Excerto de origem:
================================
A acusação foi feita em vídeo pelo oficial do Exército Amadou Abdramane, que, no entanto, não apresentou quaisquer provas e surge num momento de grande tensão, com os chefes de Estado da África Ocidental a prepararem-se para discutir as opções em cima da mesa, incluindo a intervenção militar, numa cimeira extraordinária da Comunidade Económica dos Estados da África Ocidental (CEDEAO), na quinta-feira.

"Aquilo a que estamos a assistir é a um plano para desestabilizar o nosso país", afirmou Abdramane na declaração, acusando a França de tentar minar a credibilidade da junta aos olhos do povo e de criar um clima de insegurança.

Não é a primeira vez que os líderes do golpe no Níger acusam a França de violar o seu espaço aéreo, algo que Paris tem sistematicamente negado. Não houve reacção imediata por parte da França a esta nova acusação.

Horas antes, surgiu a notícia de que um antigo líder rebelde tinha lançado um movimento contra a junta, que tomou o poder num golpe a 26 de Julho – o primeiro sinal de resistência interna ao domínio militar neste país de importância estratégica na região do Sahel.

O Níger é o sétimo maior produtor mundial de urânio, o combustível mais utilizado na energia nuclear. Também extrai 20.000 barris de petróleo por dia, na sua maioria em campos geridos por empresas chinesas, e espera um aumento significativo na produção através de um novo oleoduto de exportação para o Benim.

A retórica antifrancesa tem sido uma característica de outros golpes na região nos últimos dois anos, incluindo no Mali e no Burkina Faso, cujos líderes militares apoiam os generais agora no comando em Niamey.
================================
Dados fornecidos:
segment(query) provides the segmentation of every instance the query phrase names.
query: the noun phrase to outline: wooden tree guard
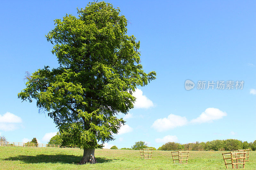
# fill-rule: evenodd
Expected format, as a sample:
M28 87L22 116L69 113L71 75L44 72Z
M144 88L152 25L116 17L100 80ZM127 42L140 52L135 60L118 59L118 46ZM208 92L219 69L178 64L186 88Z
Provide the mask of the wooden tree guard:
M245 152L245 162L248 162L249 161L249 151L250 149L238 149L238 150L234 150L233 152Z
M142 157L146 159L152 159L152 153L153 148L142 149L140 150L140 157L142 159Z
M180 164L188 164L189 152L188 151L179 151L172 152L172 157L173 163L175 163L175 160L178 160L179 163ZM184 161L185 160L186 162Z
M244 168L245 163L245 152L222 153L223 159L226 167L228 168L228 165L231 165L232 169Z

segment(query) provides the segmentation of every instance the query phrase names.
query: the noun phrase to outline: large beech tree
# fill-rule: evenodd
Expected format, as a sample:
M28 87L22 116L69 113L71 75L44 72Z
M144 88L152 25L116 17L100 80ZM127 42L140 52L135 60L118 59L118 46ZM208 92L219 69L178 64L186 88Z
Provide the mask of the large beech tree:
M140 64L140 41L127 35L127 20L119 8L104 2L77 10L54 20L46 36L60 66L48 66L26 76L18 94L36 100L63 135L62 145L84 150L80 164L97 162L95 148L114 139L125 122L115 115L133 107L132 92L156 78Z

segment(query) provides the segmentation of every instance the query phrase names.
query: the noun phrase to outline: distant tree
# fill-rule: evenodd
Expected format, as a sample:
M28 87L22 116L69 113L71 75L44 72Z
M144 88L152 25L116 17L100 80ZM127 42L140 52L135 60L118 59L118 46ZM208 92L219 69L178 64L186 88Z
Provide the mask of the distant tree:
M4 136L0 136L0 146L4 145L7 144L7 139L5 138Z
M136 142L135 143L135 144L132 146L132 149L134 150L139 150L146 148L147 146L145 145L145 142L142 141Z
M7 142L7 139L4 136L0 136L0 142Z
M120 149L123 149L124 150L132 150L132 148L121 148Z
M37 143L37 140L36 140L36 138L35 137L34 137L32 139L32 140L31 141L31 143L32 144L36 144L34 145L34 146L38 146L38 143Z
M116 146L113 146L112 147L111 147L110 149L118 149L118 148L116 147Z
M224 142L222 140L214 140L211 141L212 146L212 149L218 151L219 149L224 148Z
M152 149L152 150L153 150L153 151L156 151L156 148L155 148L155 147L148 147L148 148L152 148L152 149Z
M204 142L202 142L198 144L197 149L205 149L205 143Z
M61 145L62 143L62 138L59 132L57 132L57 134L53 137L48 142L49 144Z
M182 148L181 145L179 143L169 142L161 146L162 151L177 151Z
M38 144L36 138L34 137L31 141L29 141L28 142L25 143L23 146L38 146Z
M224 148L227 151L238 150L243 149L242 141L230 139L224 141Z

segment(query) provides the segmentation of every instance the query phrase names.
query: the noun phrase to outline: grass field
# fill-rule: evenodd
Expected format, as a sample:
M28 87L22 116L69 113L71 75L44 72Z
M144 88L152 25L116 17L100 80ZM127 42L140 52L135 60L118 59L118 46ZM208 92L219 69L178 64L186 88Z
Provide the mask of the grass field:
M190 151L188 164L181 165L173 163L171 151L153 151L152 159L147 160L138 151L98 149L100 163L80 165L79 149L0 146L0 169L225 169L222 152ZM244 169L256 170L256 152L249 156Z

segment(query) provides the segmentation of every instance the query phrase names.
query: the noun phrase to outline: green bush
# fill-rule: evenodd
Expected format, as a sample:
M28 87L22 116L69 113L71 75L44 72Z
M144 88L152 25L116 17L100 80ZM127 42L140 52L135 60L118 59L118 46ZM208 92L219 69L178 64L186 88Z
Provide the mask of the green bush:
M135 144L132 146L132 149L134 150L139 150L145 148L147 148L147 146L145 145L145 142L142 141L136 142Z
M176 151L182 148L181 145L180 144L170 142L161 146L161 150L162 151Z
M129 148L121 148L120 149L123 149L123 150L132 150L132 149Z
M118 149L116 146L113 146L110 148L111 149Z

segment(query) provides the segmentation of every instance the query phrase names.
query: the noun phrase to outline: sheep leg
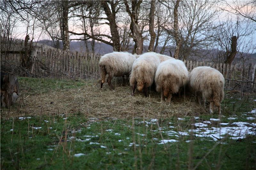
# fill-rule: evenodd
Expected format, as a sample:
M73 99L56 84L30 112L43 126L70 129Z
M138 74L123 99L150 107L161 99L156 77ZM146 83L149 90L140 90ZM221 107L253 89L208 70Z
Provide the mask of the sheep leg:
M214 111L214 104L212 102L210 102L210 113L213 113Z
M135 89L136 88L136 85L137 83L135 82L133 84L133 85L132 86L132 96L133 96L134 95L134 92L135 92Z
M125 84L125 79L124 78L124 76L122 76L122 86L124 86Z
M103 83L100 83L100 89L102 89L102 86L103 85Z
M201 97L199 94L199 92L196 92L196 101L201 105Z
M203 97L203 106L204 107L205 107L205 98L204 97Z
M109 86L109 88L110 90L113 90L114 89L113 86L112 85L112 84L111 84L111 80L112 79L113 76L110 74L108 75L108 79L107 79L107 81L108 82L108 85Z
M219 111L219 114L220 115L221 113L220 111L220 106L218 106L218 110Z
M148 87L147 87L145 85L144 85L144 94L145 96L146 97L148 97Z
M169 94L168 94L168 97L167 98L167 101L169 102L169 104L171 103L171 99L172 96L172 93L169 92Z
M162 89L162 94L161 94L161 102L163 102L164 100L164 90Z
M129 74L126 74L125 75L125 83L126 84L129 84L129 77L130 75Z

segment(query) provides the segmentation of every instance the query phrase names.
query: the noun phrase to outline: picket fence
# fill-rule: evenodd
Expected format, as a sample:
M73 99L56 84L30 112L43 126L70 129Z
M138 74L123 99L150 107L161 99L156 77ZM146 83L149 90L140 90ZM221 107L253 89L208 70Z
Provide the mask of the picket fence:
M16 42L15 44L16 46L12 45L15 50L22 49L22 41ZM23 55L21 53L1 53L1 67L11 67L14 70L19 68ZM99 63L101 55L99 54L66 52L45 44L37 43L33 45L31 56L33 64L31 70L27 72L35 76L96 78L100 77ZM209 66L219 70L225 78L226 89L238 89L243 92L256 91L255 64L242 62L232 65L206 61L184 62L190 72L199 66Z

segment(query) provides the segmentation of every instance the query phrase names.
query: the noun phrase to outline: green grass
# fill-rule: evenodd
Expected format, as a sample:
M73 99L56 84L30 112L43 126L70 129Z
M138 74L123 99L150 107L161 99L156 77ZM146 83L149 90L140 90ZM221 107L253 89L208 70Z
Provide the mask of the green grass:
M53 91L68 91L97 83L94 80L26 78L19 78L19 80L21 93L31 96L41 93L50 96ZM226 95L221 104L222 115L225 117L219 117L217 114L203 114L195 121L202 122L211 118L220 118L221 122L229 122L229 125L237 122L254 123L255 120L248 120L246 117L255 117L255 114L244 115L256 108L256 102L252 99L255 99L254 96L253 94L247 96ZM18 110L19 107L16 104L12 109ZM142 117L134 120L131 117L98 119L88 117L84 113L74 112L67 113L68 118L65 120L55 111L53 115L31 113L26 116L31 118L22 120L18 119L19 115L9 116L8 118L3 117L3 112L7 113L8 110L1 108L1 169L186 169L189 167L192 169L198 164L197 169L199 169L256 168L255 135L248 135L237 140L231 139L228 136L216 141L211 138L196 137L194 133L176 137L164 132L187 132L191 128L192 116L181 115L179 117L185 119L178 121L177 116L164 118L158 116L159 126L157 124L147 126L140 122L143 121ZM229 117L236 119L229 120L228 119ZM208 128L221 127L220 122L211 122ZM174 128L170 128L170 126ZM32 127L42 128L36 129ZM159 127L163 128L162 132L158 130ZM109 129L112 132L106 131ZM84 136L86 135L94 136ZM87 141L77 141L89 138L91 139ZM162 139L178 142L159 144ZM119 140L122 141L119 142ZM187 143L188 140L193 142ZM139 145L129 146L134 141ZM90 144L90 142L100 144ZM74 156L79 153L85 155Z
M252 142L256 140L255 136L239 142L227 139L221 141L224 144L193 137L193 145L190 146L185 142L189 139L189 136L177 137L162 133L164 139L179 141L164 145L158 143L161 139L159 131L150 130L157 129L157 125L148 127L143 123L138 123L141 120L135 120L133 129L132 120L95 122L78 116L69 117L66 122L62 117L54 119L56 123L53 118L39 116L2 122L4 125L1 127L1 169L130 169L137 167L146 169L186 169L189 164L190 147L193 150L191 165L194 166L213 148L206 159L203 159L199 169L209 166L227 169L232 167L238 169L255 167L256 143ZM172 125L176 128L178 125L179 129L188 128L188 121L175 122L175 119L159 120L159 126L168 127L169 122L173 122ZM46 122L45 120L49 122ZM32 127L42 128L32 130ZM48 129L49 127L52 129ZM13 131L10 131L12 129ZM106 131L109 129L112 129L112 132ZM167 128L164 130L171 129ZM76 130L76 133L72 133L73 130ZM121 135L115 135L116 133ZM146 135L141 136L134 133ZM69 139L65 142L66 134L68 139L74 136L82 140L91 139L87 142ZM97 136L88 137L84 137L85 135ZM155 140L153 138L158 139ZM119 142L119 140L122 141ZM136 144L140 144L135 149L129 146L134 140ZM100 144L90 144L90 142ZM107 148L101 148L101 145ZM53 150L48 150L49 149ZM111 153L108 154L107 152ZM74 156L78 153L85 155Z

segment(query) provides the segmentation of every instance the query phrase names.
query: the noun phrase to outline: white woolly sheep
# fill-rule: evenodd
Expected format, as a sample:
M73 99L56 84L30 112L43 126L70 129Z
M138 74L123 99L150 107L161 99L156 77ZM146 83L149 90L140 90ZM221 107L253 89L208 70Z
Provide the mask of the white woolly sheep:
M160 59L154 52L148 52L141 55L133 63L130 76L130 85L132 86L132 95L137 89L141 92L144 89L147 96L148 88L154 81L156 71L160 63Z
M213 112L214 104L220 114L220 102L224 98L225 80L222 74L210 67L198 67L192 70L189 75L189 86L195 93L196 100L205 107L205 100L210 103L210 112Z
M165 55L161 54L156 53L156 54L159 57L159 59L160 59L160 63L162 63L162 62L164 62L167 60L169 60L169 59L175 59L173 57L169 57L169 56L167 56Z
M114 89L111 84L111 80L114 76L122 76L123 84L125 81L124 75L128 78L136 58L135 55L127 52L114 52L102 56L99 63L101 71L100 88L105 82L107 74L108 75L107 82L111 90Z
M162 92L161 101L167 97L170 102L172 94L179 92L188 80L188 71L182 61L167 60L160 64L156 72L155 82L156 91Z

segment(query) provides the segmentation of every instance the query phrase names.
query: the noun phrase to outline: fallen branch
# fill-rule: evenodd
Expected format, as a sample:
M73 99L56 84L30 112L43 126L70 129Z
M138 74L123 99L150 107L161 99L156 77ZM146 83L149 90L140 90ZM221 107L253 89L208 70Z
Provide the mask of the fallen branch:
M232 79L229 79L229 78L225 78L226 80L230 80L231 81L238 81L239 82L243 82L244 83L253 83L254 84L256 84L255 82L252 81L243 81L242 80L233 80Z

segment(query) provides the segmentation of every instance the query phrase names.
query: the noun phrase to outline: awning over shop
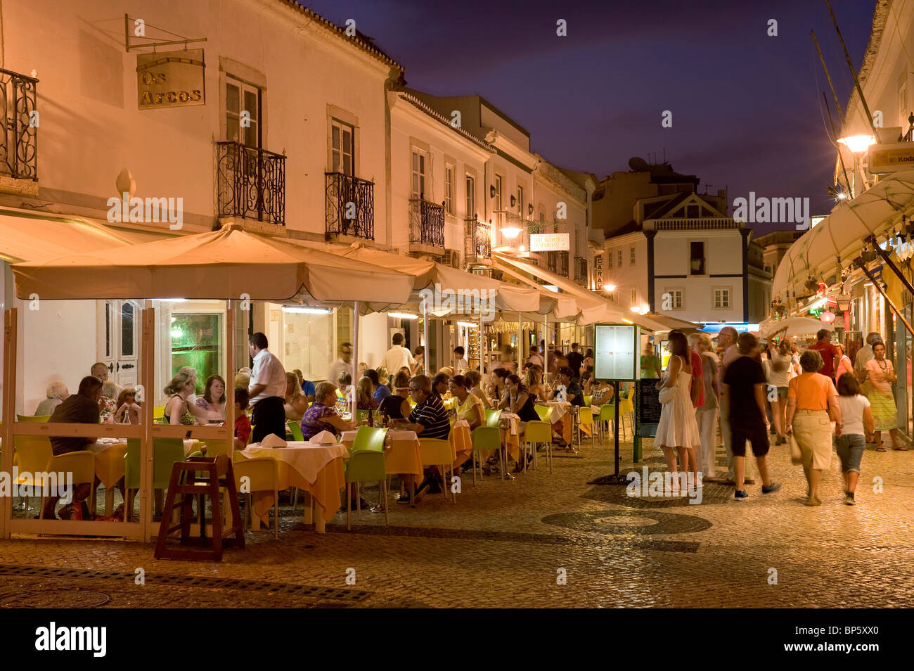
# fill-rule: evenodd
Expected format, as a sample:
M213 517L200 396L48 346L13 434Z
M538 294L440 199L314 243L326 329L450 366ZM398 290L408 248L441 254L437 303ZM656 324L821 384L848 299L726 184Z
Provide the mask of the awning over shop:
================================
Repita, por favor, na íntegra e sem qualquer alteração, o excerto acima sobre o golpe no Níger.

A acusação foi feita em vídeo pelo oficial do Exército Amadou Abdramane, que, no entanto, não apresentou quaisquer provas e surge num momento de grande tensão, com os chefes de Estado da África Ocidental a prepararem-se para discutir as opções em cima da mesa, incluindo a intervenção militar, numa cimeira extraordinária da Comunidade Económica dos Estados da África Ocidental (CEDEAO), na quinta-feira.

"Aquilo a que estamos a assistir é a um plano para desestabilizar o nosso país", afirmou Abdramane na declaração, acusando a França de tentar minar a credibilidade da junta aos olhos do povo e de criar um clima de insegurança.

Não é a primeira vez que os líderes do golpe no Níger acusam a França de violar o seu espaço aéreo, algo que Paris tem sistematicamente negado. Não houve reacção imediata por parte da França a esta nova acusação.

Horas antes, surgiu a notícia de que um antigo líder rebelde tinha lançado um movimento contra a junta, que tomou o poder num golpe a 26 de Julho – o primeiro sinal de resistência interna ao domínio militar neste país de importância estratégica na região do Sahel.

O Níger é o sétimo maior produtor mundial de urânio, o combustível mais utilizado na energia nuclear. Também extrai 20.000 barris de petróleo por dia, na sua maioria em campos geridos por empresas chinesas, e espera um aumento significativo na produção através de um novo oleoduto de exportação para o Benim.

A retórica antifrancesa tem sido uma característica de outros golpes na região nos últimos dois anos, incluindo no Mali e no Burkina Faso, cujos líderes militares apoiam os generais agora no comando em Niamey.